*** Opening of Source document ***
Regarding ordinal classification techniques, both approaches presented improve results compared to common classification. The Declining weights method, however, does not reach the performance of common regression. It is furthermore interesting to note that the choice of weights in the evaluated range only has a negligible influence on the results. Even a small weight of \(w=0.1\) already performs consistently better than common classification. A larger weight results in smaller variance between folds and very slight F1-Score improvements. The Gray Code method performs better compared to both common classification and regression. Furthermore, the variance of the results is slightly lower than with regression. Both approaches can easily be transferred to other classification tasks with ordinal data and require no restructuring of the network backbone.

Of the two regression techniques, frequency-based regression generally yields superior results. This can, in part, be explained by the comparatively short duration of cells in the third maturity stage, which may lead to predictive difficulties using duration-based regression. Furthermore, the variation of interval lengths is much larger than in the frequency-based approach. In both approaches, setting the loss to zero within the correct predicted interval is beneficial if random labels are drawn, but not if the mean is used. While the mean “pulls” the prediction towards the interval center, this is not the case for randomly chosen labels, which even fluctuate for each sample in every epoch. Frequency-based regression outperforms all other approaches in both random sampling and interval mean. The latter achieves this with lower variance, which makes it the most superior method. Frequency-based regression can also be easily transferred to other applications of ordinal classification, as no external domain knowledge but rather a property of the dataset itself is used.

The methods presented are easily applicable to other applications with ordinal data and adapting them to an established network architecture is straight-forward. Taking ordinality into account is particularly beneficial for mitigating inter-rater variability: inter-rater disagreement is usually of lower severity (i.e., “off-by-one” disagreements are most likely). By directly incorporating and minimizing the severity of mis-classifications into the training process through ordinal methods, the network becomes capable of learning a similar behavior. While this does not necessarily increase measures such as the F-score (which treats all mis-classifications the same when not working with a multi-rater dataset, as used in this work), it improves the clinical soundness of results. It also becomes easily possible to identify “borderline-cases”, either by regression values close to class thresholds or through the softmax values for the predicted classes, and validate them in a post-processing step.
*** Close of Source document ***
*** Opening of Data records ***
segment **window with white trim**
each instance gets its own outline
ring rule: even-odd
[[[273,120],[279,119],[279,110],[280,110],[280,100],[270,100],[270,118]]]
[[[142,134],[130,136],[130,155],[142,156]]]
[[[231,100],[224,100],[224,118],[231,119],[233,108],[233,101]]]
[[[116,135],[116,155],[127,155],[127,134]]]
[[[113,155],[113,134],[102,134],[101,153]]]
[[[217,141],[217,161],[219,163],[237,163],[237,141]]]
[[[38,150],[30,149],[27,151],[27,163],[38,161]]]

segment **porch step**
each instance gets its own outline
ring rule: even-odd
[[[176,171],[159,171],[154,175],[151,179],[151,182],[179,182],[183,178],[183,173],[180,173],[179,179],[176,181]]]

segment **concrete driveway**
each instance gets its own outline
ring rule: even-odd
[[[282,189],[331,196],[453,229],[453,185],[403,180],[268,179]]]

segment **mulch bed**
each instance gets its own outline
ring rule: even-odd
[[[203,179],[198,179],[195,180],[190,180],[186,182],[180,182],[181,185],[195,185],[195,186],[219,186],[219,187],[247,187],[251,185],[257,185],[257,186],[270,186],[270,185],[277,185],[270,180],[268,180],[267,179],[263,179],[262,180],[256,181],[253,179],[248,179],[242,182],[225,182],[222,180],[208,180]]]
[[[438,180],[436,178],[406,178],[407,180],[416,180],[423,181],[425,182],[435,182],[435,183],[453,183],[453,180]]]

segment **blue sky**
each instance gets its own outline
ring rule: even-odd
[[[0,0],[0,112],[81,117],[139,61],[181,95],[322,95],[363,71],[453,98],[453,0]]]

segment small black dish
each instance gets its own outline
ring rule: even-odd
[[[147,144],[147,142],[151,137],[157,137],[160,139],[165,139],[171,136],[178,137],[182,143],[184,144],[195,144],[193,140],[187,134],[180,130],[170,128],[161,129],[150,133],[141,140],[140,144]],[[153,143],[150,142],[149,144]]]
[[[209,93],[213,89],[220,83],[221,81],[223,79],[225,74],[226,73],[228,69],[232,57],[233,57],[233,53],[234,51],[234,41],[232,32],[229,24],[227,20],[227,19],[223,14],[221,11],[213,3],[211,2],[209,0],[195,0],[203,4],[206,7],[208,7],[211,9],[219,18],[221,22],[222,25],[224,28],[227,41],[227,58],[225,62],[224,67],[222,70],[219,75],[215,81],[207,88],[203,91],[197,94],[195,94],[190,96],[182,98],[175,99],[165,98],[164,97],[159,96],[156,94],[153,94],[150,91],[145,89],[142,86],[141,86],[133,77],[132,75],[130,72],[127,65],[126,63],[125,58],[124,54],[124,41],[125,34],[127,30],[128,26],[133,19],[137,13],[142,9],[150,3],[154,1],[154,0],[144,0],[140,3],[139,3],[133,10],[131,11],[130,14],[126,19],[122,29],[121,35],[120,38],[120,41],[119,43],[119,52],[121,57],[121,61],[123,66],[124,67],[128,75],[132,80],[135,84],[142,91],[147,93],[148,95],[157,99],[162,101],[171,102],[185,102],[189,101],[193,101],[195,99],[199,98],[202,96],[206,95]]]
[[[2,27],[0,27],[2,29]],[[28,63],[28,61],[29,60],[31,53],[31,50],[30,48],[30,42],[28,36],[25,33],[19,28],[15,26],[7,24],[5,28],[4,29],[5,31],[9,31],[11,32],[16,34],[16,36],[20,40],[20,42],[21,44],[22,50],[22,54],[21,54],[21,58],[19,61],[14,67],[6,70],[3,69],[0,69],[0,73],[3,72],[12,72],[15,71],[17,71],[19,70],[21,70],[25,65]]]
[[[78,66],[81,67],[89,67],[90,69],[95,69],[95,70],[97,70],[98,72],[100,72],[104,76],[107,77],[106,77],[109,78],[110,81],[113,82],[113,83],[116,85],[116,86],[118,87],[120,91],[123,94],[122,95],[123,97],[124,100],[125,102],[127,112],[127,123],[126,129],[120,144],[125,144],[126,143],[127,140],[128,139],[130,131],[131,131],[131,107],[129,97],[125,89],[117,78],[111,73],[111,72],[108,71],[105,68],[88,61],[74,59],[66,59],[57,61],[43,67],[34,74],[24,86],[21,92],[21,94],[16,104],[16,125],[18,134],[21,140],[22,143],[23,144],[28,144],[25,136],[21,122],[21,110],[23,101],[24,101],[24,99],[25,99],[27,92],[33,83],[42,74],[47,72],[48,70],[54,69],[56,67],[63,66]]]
*** Close of Data records ***
Assignment 1:
Translate this sentence from the passage on ordinal classification methods into German: "The Gray Code method performs better compared to both common classification and regression."
Assignment 2:
Resume the passage on ordinal classification methods, starting right after its last sentence.
The material that comes after the passage on ordinal classification methods is not needed.

Response 1:
Die Gray-Code-Methode schneidet sowohl im Vergleich zur herkömmlichen Klassifikation als auch zur Regression besser ab.

Response 2:
Compared to the non-public data reported in related works, the dataset described in this paper is more challenging. Whereas Song et al. [12, 13] only differentiate between two lineages, we focus explicitly on the maturity progression within those lineages. The dataset by Choi et al. [3] includes these classes but does not include labels from multiple independent raters (only a label confirmation by a second rater).

Even though they evaluate the most commonly considered cell classes, the image data by Chandradevan et al. [2] is selected to be as simple as possible for classification. This makes the applicability of this dataset in real world clinical applications doubtful.

5 Conclusion

We proposed and evaluated several methods for the handling of ordinal data using various encodings for different regression and classification techniques. All methods are straight-forward to implement without any changes to the network backbone. We show that several of these techniques, particularly Gray Code based classification and frequency-based regression, improve ordinal classification results on a challenging hematopoietic cell dataset. This is supported by an analysis on a dataset annotated by multiple experts. This study highlights the importance of taking into account dependencies between classes and noisy labels between adjacent classes.